======== Records for the exercise ========

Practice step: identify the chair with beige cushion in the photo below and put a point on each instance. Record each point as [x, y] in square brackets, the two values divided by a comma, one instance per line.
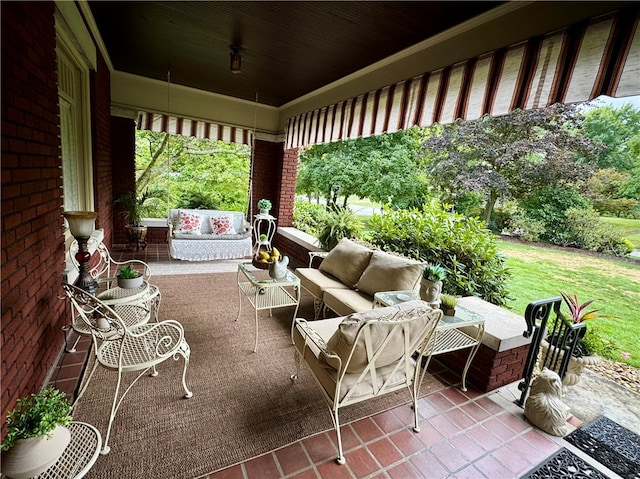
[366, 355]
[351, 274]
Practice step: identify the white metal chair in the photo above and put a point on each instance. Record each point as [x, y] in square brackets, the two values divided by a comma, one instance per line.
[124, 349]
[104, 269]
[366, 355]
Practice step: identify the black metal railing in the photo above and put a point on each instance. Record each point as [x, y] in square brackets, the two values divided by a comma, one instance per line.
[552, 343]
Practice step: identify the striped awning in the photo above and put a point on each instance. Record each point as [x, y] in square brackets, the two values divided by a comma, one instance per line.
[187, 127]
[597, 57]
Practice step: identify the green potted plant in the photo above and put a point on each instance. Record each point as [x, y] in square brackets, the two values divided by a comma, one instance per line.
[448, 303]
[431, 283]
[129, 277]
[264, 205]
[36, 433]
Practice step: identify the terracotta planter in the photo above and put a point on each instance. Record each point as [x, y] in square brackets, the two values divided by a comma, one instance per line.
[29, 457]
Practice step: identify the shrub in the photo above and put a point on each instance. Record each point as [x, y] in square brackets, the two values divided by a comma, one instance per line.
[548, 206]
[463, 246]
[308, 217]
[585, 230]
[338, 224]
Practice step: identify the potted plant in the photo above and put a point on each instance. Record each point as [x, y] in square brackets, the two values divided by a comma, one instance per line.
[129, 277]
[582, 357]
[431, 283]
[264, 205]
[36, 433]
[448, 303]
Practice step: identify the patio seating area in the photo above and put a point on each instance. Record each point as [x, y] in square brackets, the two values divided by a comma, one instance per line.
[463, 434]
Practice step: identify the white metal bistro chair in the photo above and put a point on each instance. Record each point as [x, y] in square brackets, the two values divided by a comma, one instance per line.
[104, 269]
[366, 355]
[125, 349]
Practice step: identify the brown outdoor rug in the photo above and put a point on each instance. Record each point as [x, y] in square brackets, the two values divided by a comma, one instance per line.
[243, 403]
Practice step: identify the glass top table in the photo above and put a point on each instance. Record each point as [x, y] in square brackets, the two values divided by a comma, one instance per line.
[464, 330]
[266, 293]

========
======== Records for the exercise ========

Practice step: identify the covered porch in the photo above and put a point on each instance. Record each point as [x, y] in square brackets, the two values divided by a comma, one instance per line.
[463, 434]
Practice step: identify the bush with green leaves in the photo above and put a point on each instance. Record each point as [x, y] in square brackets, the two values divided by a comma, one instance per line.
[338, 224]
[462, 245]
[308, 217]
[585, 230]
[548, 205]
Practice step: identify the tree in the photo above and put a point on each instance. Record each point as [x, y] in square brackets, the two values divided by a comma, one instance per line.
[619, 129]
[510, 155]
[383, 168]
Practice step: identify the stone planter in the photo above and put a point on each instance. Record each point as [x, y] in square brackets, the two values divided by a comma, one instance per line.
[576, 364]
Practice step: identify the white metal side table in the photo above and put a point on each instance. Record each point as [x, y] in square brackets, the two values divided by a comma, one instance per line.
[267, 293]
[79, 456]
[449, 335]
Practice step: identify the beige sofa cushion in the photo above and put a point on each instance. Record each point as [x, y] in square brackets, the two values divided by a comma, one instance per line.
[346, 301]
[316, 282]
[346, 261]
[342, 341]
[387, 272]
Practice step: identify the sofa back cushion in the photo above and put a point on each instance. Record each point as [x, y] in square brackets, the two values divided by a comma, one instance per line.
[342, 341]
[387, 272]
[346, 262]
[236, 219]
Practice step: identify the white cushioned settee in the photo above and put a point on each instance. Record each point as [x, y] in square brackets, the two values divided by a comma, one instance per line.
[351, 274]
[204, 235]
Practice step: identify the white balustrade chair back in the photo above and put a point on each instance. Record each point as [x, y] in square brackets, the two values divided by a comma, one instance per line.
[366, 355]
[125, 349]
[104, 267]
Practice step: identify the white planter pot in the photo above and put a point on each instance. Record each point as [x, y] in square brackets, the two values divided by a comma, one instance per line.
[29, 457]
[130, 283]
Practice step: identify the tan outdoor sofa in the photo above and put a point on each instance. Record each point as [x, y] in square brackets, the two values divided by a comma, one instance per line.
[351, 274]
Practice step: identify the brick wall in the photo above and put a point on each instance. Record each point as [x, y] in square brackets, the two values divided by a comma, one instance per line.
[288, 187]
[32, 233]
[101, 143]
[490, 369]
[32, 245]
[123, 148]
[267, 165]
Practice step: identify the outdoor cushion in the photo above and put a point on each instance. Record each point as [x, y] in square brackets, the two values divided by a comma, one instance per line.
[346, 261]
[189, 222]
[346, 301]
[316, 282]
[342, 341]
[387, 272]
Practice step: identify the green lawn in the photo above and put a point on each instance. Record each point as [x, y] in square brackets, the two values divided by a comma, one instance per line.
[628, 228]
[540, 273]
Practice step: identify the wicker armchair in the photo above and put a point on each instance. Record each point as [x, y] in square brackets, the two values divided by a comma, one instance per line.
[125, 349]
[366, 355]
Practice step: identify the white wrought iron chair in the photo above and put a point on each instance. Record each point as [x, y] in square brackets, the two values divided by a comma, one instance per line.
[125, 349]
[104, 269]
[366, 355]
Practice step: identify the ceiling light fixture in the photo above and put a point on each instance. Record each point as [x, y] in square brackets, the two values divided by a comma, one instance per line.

========
======== Records for the exercise ========

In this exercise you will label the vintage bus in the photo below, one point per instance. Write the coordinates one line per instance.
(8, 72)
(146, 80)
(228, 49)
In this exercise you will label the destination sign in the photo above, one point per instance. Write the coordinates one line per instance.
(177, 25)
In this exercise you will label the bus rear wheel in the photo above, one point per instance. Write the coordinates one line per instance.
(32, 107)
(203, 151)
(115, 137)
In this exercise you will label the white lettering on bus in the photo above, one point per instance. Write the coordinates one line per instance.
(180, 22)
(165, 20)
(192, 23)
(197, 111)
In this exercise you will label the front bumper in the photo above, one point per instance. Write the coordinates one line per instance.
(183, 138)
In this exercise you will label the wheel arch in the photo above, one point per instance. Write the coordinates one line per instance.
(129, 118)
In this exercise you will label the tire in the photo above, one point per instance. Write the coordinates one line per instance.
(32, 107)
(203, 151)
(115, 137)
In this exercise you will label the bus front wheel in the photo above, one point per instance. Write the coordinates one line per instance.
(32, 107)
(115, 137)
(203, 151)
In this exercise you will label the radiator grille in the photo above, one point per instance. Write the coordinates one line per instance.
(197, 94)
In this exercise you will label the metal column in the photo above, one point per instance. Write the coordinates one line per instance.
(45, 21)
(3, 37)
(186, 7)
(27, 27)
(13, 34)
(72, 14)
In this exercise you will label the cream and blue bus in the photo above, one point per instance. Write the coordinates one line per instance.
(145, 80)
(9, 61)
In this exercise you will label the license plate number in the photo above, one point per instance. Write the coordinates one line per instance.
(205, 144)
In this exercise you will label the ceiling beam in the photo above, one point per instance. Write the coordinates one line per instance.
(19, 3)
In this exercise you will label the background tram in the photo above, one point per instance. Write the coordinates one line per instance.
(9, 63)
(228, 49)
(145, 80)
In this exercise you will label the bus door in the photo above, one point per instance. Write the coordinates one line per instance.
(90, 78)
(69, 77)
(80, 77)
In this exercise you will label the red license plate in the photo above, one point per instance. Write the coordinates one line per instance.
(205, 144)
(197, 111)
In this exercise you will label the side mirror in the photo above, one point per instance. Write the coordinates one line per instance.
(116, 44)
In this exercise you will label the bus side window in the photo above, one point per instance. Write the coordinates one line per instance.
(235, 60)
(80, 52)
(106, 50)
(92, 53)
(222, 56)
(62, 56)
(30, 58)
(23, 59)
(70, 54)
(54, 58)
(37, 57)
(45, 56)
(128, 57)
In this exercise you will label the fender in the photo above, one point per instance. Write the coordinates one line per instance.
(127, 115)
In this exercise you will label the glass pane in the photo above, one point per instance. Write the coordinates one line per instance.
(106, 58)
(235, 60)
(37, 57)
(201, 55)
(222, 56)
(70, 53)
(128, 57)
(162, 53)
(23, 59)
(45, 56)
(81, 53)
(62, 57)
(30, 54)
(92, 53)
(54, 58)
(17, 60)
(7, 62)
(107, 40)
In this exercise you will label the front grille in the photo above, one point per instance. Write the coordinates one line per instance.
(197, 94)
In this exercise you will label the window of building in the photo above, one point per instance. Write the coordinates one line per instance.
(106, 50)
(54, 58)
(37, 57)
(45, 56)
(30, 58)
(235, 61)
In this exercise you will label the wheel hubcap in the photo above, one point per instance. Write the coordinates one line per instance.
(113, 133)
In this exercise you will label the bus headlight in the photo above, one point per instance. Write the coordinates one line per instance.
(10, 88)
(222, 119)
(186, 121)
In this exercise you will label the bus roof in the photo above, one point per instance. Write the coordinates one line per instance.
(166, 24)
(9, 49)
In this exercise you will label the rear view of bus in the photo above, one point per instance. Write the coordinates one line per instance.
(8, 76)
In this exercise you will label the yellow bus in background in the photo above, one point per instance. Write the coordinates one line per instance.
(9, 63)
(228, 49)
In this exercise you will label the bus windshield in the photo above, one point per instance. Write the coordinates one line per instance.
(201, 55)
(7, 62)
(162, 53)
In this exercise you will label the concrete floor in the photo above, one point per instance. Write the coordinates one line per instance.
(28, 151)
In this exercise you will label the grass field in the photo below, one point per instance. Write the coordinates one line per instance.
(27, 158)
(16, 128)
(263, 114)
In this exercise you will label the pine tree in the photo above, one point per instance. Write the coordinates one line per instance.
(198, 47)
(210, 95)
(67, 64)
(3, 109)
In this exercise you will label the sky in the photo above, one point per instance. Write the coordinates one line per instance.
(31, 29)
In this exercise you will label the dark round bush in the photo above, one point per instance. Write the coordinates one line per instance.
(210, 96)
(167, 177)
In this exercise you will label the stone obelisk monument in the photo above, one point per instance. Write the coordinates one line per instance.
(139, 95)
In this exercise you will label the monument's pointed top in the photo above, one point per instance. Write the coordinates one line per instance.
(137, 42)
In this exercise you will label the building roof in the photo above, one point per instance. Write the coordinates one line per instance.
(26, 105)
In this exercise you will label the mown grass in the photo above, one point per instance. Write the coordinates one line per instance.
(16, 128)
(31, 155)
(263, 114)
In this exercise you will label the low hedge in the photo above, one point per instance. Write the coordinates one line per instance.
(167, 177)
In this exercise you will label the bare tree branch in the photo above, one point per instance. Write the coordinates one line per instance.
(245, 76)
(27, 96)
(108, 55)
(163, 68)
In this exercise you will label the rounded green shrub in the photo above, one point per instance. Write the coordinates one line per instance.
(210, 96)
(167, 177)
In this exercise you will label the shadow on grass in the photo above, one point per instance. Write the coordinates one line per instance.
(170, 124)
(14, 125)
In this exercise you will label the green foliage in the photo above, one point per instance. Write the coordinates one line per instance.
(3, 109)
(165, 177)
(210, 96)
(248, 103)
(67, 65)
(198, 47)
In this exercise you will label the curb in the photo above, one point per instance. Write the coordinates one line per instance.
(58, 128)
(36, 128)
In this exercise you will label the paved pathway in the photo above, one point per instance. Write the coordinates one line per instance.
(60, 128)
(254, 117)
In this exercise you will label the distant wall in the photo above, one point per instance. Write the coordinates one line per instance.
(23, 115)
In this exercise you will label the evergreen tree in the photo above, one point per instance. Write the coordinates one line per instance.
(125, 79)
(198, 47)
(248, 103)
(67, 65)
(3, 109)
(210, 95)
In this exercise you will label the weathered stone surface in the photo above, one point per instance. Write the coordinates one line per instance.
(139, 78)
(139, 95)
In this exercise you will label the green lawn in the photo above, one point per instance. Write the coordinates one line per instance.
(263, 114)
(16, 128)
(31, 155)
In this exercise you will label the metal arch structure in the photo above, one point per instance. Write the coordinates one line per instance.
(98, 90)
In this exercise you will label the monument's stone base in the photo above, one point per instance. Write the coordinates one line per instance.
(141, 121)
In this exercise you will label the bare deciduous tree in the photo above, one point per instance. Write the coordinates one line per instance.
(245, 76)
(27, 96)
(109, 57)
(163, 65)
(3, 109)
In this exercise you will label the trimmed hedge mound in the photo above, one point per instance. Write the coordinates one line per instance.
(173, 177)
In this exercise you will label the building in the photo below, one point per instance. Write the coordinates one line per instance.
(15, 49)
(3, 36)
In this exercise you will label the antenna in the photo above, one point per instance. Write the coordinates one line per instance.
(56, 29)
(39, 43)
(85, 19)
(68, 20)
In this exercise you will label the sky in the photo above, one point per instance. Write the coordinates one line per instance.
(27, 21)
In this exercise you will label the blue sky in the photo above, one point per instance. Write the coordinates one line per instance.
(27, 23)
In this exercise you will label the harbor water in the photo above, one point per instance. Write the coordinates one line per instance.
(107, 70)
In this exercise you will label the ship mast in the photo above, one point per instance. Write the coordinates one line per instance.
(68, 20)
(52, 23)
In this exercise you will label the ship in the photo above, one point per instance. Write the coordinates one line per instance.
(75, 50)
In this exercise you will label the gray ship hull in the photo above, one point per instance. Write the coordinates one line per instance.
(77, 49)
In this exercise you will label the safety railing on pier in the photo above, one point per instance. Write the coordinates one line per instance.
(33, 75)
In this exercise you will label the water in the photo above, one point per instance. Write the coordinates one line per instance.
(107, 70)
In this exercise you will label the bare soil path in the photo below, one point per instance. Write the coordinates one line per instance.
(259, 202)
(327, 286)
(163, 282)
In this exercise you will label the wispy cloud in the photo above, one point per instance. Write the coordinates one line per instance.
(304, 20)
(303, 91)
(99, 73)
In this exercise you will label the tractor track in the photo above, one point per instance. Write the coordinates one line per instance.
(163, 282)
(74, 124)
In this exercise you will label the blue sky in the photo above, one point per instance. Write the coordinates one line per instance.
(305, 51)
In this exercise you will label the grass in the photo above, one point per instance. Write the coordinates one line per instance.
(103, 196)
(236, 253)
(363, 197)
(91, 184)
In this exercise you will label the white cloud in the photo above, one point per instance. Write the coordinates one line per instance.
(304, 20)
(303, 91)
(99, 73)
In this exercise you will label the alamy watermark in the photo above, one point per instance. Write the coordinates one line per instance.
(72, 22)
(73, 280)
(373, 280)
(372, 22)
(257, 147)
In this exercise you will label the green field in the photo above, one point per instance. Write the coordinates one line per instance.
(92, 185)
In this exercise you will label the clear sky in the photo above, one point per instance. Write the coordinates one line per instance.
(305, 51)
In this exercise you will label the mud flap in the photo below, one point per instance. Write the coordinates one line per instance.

========

**Written request**. Return every line of the material above that contains the word "potted", copying each such line in full. Matching is case-sensitive.

**Full solution**.
Practice step: identify the green potted plant in the photo above and put a point on each instance. Record each point as [x, y] in square brackets, the two values divided by a comma, one instance per line.
Practice step: identify the potted plant in the photo above and put a point on each instance. Record each point as [x, y] in square brackets, the two values divided by a comma, one instance per line.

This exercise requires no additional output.